(Dataset entries)

┌──

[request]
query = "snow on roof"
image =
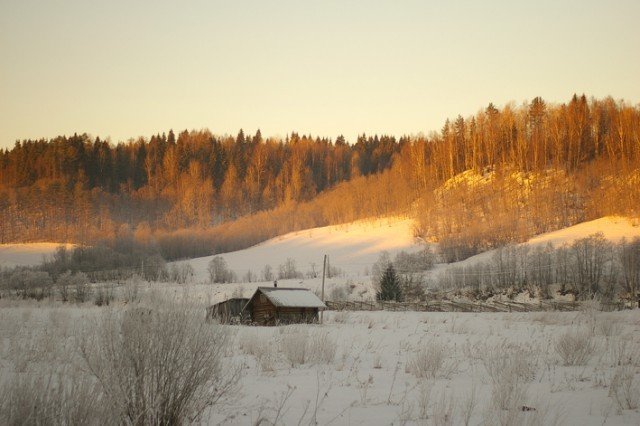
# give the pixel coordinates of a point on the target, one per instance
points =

└──

*Required action*: Set down the lines from the one with "# give the pixel" through the end of the data above. Keep each exactly as written and add no other line.

*Written response*:
# give the pixel coordinates of a point on the target, one per instance
points =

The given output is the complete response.